* _Records for the task_
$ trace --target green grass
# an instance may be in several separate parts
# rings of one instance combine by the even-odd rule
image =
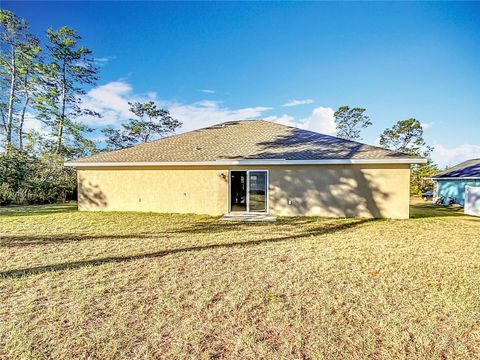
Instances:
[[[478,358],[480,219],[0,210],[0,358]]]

--

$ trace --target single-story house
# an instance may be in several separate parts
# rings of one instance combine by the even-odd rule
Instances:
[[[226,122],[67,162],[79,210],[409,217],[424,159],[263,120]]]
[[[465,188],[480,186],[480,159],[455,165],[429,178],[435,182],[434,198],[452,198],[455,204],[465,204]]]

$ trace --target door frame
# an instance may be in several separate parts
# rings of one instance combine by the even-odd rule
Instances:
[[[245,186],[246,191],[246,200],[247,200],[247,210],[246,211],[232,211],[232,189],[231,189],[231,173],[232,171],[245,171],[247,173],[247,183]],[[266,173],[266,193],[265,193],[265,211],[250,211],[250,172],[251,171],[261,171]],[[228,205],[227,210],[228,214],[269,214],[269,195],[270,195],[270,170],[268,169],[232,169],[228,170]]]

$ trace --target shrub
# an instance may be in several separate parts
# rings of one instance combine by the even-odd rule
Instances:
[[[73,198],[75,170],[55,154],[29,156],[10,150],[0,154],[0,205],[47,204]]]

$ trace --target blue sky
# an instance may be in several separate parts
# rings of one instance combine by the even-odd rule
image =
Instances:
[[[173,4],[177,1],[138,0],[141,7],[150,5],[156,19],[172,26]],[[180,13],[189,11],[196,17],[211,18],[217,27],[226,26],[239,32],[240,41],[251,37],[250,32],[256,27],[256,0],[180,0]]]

* _Objective_
Switch "separate" to "distinct" in the lines from the one with "--target green grass" to the one with "[[[478,358],[480,219],[0,210],[0,358]]]", keeping everything else unchanged and leaving the pictures out of your answer.

* _Exercise answer_
$ trace --target green grass
# an instance may be in several distinct parts
# rings of one instance combine by the even-odd rule
image =
Instances:
[[[478,358],[480,219],[0,210],[0,358]]]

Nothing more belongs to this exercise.